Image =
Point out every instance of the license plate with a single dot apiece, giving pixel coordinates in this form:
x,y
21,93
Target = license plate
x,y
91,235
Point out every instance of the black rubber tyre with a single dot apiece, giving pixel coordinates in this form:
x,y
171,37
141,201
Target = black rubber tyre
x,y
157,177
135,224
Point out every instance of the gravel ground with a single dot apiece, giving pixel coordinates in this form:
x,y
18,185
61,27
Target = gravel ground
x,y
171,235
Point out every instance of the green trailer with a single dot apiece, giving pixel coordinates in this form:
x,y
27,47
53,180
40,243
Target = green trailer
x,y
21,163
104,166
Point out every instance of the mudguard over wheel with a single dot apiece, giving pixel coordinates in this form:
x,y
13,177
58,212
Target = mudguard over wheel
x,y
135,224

┄┄┄┄┄┄┄┄┄┄┄┄┄┄┄┄┄┄┄┄

*短い課題:*
上の行をすべて、一字も変えずにそのまま返してください。

*課題の出力:*
Image =
Point out every instance of the license plate with a single dot apiece, giving pixel coordinates in this form:
x,y
21,93
Target = license plate
x,y
91,235
Point out every instance of the black rubber tyre with a single dot apiece, giving pixel coordinates in this form:
x,y
171,37
141,201
Target = black rubber tyre
x,y
157,177
135,224
Point out every instance of the gravel ground with a single dot apiece, giving pixel coordinates in this form:
x,y
18,185
61,27
Target = gravel ground
x,y
171,235
Point out every instance of the green trailer with a single dot apiece, giving pixel coordinates in this form:
x,y
27,47
53,180
40,243
Target = green trailer
x,y
21,163
104,166
Point out every instance of the mudguard over wheel with a single dot apiece, giving pixel coordinates in this form:
x,y
13,177
58,212
Target = mudguard over wheel
x,y
135,224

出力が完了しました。